▶ [Records supplied]
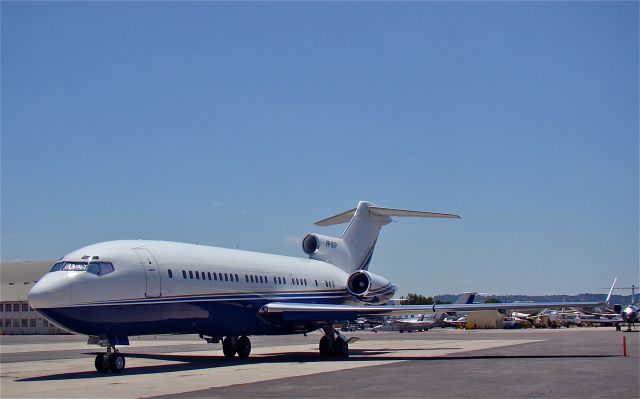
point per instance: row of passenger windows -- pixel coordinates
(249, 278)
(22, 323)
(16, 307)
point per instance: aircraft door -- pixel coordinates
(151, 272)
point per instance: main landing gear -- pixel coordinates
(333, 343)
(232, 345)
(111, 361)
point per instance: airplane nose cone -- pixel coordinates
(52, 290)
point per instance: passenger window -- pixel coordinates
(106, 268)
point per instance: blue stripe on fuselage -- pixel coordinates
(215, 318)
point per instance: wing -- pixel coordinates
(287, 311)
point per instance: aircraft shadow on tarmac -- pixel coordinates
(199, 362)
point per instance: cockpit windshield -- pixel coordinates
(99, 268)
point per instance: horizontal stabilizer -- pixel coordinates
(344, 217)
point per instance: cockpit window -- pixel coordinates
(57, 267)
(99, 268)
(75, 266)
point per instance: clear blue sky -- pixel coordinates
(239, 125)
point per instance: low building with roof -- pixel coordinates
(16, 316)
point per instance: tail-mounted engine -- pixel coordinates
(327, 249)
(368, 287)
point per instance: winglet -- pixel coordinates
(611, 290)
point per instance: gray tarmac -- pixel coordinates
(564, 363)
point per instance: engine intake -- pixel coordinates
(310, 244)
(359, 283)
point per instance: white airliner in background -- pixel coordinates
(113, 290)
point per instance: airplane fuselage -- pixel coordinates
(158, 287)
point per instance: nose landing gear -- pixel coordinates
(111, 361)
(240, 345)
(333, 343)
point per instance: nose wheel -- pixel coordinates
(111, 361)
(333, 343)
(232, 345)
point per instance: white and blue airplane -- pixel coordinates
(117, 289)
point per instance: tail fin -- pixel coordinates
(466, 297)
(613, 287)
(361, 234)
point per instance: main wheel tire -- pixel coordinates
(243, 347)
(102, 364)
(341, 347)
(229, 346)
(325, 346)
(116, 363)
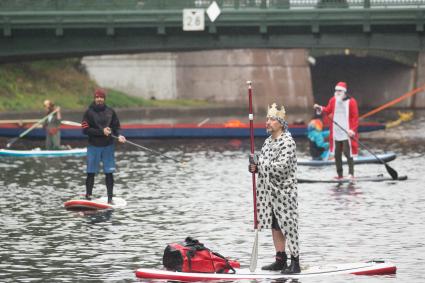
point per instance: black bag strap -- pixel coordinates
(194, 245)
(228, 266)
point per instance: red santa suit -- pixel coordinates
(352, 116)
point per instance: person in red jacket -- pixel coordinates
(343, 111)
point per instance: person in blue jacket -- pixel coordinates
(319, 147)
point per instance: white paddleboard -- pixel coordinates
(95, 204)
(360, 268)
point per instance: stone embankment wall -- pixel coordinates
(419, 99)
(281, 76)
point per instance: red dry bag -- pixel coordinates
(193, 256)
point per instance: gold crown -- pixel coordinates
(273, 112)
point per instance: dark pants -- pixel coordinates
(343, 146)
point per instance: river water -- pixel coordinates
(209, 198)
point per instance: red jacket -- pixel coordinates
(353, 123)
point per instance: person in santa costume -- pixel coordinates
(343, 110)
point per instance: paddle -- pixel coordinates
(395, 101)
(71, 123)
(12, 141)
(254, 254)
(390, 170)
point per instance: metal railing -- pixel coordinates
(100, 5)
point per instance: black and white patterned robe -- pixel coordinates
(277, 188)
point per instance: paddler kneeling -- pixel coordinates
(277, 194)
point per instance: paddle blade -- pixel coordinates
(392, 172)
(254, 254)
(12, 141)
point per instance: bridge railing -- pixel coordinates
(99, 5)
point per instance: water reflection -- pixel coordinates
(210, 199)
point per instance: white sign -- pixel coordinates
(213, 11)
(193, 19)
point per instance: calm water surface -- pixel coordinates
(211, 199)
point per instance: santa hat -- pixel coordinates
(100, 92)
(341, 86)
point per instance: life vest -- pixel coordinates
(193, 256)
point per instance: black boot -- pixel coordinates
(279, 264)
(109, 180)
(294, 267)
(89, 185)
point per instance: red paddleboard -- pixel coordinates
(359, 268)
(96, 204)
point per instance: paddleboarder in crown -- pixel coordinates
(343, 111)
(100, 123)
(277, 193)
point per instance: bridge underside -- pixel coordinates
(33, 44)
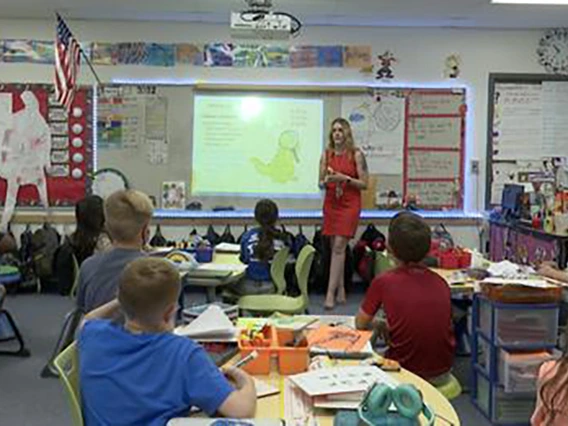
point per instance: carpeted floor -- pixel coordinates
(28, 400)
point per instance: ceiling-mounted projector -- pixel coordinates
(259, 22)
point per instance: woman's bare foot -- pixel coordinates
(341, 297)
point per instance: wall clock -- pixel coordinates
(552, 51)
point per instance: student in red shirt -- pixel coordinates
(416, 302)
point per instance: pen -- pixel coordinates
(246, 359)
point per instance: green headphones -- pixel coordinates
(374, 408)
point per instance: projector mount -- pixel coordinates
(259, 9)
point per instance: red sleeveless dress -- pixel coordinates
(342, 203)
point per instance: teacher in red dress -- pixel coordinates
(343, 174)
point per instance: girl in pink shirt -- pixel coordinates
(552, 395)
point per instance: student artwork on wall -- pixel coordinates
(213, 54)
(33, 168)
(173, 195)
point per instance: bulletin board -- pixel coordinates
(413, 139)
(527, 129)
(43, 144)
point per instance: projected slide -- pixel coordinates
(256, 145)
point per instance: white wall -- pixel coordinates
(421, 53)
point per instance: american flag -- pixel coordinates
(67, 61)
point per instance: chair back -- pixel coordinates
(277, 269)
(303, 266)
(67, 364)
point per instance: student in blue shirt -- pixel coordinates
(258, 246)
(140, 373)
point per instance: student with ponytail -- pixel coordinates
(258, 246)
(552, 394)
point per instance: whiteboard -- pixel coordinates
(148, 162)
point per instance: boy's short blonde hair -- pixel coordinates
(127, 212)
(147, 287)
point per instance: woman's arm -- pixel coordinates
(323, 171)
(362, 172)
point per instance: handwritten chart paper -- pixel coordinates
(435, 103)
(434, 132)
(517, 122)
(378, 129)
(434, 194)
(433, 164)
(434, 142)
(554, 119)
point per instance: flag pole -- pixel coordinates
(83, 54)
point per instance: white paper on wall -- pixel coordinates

▶ [What is needed] Output only the lines from the one that contains "point per instance: red paddleboard" to the end of the entries above, both end lines included, and drop the pictures.

▶ [Final result]
point per instance: red paddleboard -- pixel coordinates
(359, 268)
(96, 204)
point per instance: paddleboarder in crown -- pixel coordinates
(343, 111)
(100, 123)
(277, 193)
point per instance: bridge underside -- pixel coordinates
(33, 44)
point per instance: carpeted floor -- pixel coordinates
(28, 400)
point per instance: ceiling-mounted projector -- pixel coordinates
(259, 22)
point per instance: woman's bare foot -- pixel coordinates
(341, 297)
point per instance: wall clock -- pixel coordinates
(552, 51)
point per instance: student in red shirt -- pixel coordinates
(416, 302)
point per instance: pen -- pixel coordinates
(246, 359)
point per instance: green headphones -- pixel coordinates
(374, 408)
point per instance: projector mount -- pixel coordinates
(259, 9)
point per instance: red sleeveless dress -- pixel coordinates
(342, 203)
point per instance: teacher in red dress -- pixel coordinates
(343, 174)
point per instance: girl in pink shirt -- pixel coordinates
(552, 395)
point per instance: student artwork on wall -- pixel coordinates
(213, 54)
(33, 168)
(173, 195)
point per instance: bulletin board -- pixel coordinates
(413, 139)
(527, 129)
(43, 144)
point per instance: projected slide -- pixel coordinates
(256, 145)
point per instance: white wall -- pixel coordinates
(421, 53)
point per instance: american flag -- pixel coordinates
(67, 61)
point per instance: chair back -- pixel coordinates
(277, 269)
(303, 266)
(67, 364)
point per instance: student in blue shirt -- pixel coordinates
(258, 246)
(140, 373)
point per instance: student with ponytail -- pixel coordinates
(258, 246)
(552, 394)
point per instance: whiteboard -- pixel coordinates
(148, 162)
point per instance: boy's short blonde hair -- pixel coordinates
(127, 212)
(147, 287)
point per instance: woman's arm -- pixel coordinates
(323, 171)
(362, 172)
point per instance: handwritten chart paper -- pixel coordinates
(435, 103)
(434, 132)
(517, 122)
(378, 129)
(434, 194)
(433, 164)
(434, 142)
(554, 119)
point per instance: flag pole -- pixel coordinates
(83, 54)
point per instance: white paper on wall -- pixel coordinates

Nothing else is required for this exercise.